PROBLEM STATEMENT> Would you transcribe word for word every line from the one containing "Point to the grey" to the end of the data, both ends included, and leave out the rest?

↓↓↓

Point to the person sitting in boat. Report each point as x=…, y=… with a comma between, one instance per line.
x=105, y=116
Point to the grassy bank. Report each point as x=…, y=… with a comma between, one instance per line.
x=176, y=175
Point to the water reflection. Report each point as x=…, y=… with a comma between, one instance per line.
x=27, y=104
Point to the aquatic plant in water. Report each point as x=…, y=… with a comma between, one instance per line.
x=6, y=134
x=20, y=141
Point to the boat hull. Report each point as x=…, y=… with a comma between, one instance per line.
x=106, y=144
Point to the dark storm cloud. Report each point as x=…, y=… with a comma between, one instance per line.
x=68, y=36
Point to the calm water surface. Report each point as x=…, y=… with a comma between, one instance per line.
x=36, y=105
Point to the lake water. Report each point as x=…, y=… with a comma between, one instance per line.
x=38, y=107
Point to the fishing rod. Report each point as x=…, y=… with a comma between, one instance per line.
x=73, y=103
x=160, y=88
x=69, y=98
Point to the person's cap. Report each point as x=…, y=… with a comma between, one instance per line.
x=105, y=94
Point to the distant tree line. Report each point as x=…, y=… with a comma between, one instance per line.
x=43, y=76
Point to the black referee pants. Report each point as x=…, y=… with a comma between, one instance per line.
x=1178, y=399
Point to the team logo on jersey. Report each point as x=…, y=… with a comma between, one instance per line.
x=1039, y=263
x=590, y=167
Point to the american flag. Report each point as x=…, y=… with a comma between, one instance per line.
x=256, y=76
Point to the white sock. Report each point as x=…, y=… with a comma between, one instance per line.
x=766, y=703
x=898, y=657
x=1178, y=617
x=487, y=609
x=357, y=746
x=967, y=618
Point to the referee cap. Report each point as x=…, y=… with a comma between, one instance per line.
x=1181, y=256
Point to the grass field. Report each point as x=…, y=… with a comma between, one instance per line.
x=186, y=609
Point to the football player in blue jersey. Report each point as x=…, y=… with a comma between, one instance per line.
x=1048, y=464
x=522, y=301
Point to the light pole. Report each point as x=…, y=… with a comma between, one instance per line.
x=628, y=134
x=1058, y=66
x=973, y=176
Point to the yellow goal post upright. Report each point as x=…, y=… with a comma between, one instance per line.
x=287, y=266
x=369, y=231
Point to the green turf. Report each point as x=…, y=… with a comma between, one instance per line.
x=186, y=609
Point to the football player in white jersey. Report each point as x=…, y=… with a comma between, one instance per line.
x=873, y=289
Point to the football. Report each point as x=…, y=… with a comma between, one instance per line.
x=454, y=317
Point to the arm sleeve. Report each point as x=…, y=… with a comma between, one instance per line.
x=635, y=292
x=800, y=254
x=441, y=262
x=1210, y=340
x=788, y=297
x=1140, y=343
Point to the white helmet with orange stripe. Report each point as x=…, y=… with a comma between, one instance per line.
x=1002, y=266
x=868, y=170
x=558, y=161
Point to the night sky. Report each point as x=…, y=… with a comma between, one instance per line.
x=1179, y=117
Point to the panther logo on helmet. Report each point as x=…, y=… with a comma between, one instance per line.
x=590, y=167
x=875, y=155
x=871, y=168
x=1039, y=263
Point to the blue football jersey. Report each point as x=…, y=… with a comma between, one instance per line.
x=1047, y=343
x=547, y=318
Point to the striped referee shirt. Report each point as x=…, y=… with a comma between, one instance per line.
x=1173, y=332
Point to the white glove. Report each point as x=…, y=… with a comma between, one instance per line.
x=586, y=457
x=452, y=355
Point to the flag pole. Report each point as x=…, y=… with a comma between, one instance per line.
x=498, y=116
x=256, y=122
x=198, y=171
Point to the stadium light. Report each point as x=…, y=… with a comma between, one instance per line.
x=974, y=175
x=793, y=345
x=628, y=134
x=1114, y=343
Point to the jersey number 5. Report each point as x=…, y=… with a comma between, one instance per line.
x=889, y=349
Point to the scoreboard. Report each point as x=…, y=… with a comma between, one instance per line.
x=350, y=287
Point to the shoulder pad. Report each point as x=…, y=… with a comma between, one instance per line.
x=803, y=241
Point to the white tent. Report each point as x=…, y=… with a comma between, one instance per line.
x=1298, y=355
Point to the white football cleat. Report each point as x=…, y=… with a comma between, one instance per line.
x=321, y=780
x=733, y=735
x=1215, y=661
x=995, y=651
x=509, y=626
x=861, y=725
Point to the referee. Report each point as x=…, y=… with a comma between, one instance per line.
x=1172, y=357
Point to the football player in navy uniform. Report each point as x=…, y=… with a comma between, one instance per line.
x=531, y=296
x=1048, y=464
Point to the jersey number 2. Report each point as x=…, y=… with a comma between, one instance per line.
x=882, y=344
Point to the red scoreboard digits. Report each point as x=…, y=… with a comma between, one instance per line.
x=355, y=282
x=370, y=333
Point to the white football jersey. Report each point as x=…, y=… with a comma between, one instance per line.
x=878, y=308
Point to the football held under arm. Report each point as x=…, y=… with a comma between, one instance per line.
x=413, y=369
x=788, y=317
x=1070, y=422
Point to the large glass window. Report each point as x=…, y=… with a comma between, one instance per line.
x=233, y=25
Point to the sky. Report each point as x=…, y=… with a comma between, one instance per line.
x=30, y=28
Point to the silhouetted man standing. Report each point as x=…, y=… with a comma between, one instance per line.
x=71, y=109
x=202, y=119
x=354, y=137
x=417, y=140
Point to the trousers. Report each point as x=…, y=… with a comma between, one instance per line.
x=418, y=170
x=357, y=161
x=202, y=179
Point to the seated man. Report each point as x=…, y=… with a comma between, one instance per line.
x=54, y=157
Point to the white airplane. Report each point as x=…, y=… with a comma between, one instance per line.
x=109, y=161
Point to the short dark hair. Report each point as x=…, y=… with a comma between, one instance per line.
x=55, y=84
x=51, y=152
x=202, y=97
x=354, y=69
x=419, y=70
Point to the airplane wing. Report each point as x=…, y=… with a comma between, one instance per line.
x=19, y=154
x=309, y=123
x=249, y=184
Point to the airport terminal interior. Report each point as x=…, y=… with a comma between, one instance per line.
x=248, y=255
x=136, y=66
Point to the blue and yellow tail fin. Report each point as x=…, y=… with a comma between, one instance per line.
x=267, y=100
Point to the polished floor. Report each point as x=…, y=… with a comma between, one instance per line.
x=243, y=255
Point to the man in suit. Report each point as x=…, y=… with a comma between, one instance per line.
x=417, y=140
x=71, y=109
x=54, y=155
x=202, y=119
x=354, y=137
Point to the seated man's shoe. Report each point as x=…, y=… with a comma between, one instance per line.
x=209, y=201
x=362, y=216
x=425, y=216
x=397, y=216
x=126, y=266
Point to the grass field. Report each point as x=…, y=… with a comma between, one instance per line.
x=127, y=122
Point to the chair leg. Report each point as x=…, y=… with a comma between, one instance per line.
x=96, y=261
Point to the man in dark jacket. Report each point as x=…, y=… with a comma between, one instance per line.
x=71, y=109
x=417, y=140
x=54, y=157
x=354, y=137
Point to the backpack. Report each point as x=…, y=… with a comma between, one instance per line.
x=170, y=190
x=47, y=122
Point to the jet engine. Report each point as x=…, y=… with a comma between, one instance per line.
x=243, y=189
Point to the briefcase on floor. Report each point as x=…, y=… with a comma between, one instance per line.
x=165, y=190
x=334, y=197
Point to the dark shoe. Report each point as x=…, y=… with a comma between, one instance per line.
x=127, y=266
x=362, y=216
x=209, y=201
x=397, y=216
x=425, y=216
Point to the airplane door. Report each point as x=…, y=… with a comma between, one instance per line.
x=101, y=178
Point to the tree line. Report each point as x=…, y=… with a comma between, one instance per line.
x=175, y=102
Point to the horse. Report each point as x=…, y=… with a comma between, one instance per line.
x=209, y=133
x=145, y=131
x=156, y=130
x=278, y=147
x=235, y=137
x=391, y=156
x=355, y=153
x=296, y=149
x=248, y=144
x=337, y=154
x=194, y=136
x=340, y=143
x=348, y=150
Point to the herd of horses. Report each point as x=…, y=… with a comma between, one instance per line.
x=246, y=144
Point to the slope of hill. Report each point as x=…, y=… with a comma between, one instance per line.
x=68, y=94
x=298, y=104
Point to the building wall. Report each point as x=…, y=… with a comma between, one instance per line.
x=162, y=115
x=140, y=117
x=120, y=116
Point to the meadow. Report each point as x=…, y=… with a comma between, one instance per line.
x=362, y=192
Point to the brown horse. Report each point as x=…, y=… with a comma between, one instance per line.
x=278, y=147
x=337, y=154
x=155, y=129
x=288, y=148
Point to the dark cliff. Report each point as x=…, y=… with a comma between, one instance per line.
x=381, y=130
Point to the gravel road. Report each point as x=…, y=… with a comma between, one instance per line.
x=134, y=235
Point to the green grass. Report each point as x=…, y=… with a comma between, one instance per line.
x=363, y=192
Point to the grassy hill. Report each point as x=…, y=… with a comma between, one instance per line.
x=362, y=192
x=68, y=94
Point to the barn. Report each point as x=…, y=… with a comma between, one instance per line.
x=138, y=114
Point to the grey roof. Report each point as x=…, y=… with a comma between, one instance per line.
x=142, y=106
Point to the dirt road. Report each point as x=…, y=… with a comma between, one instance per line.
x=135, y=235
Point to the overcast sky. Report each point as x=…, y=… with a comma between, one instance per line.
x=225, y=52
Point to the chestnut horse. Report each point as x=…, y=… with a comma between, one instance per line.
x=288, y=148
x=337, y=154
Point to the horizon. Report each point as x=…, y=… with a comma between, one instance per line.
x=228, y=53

↑↑↑

TASK SOLUTION>
Point to the grey roof. Report each point as x=…, y=… with a comma between, one instance per line.
x=142, y=106
Point to the dirt road. Report each point as x=…, y=… with a comma between, one instance per line.
x=135, y=235
Point to the overcast sky. Report each point as x=…, y=… with a comma between, one instance per line.
x=225, y=52
Point to the chestnut horse. Report each point as x=…, y=… with a comma between, one instance per line.
x=288, y=148
x=337, y=154
Point to the horizon. Report each point as x=…, y=… with a comma between, one instance per line.
x=228, y=53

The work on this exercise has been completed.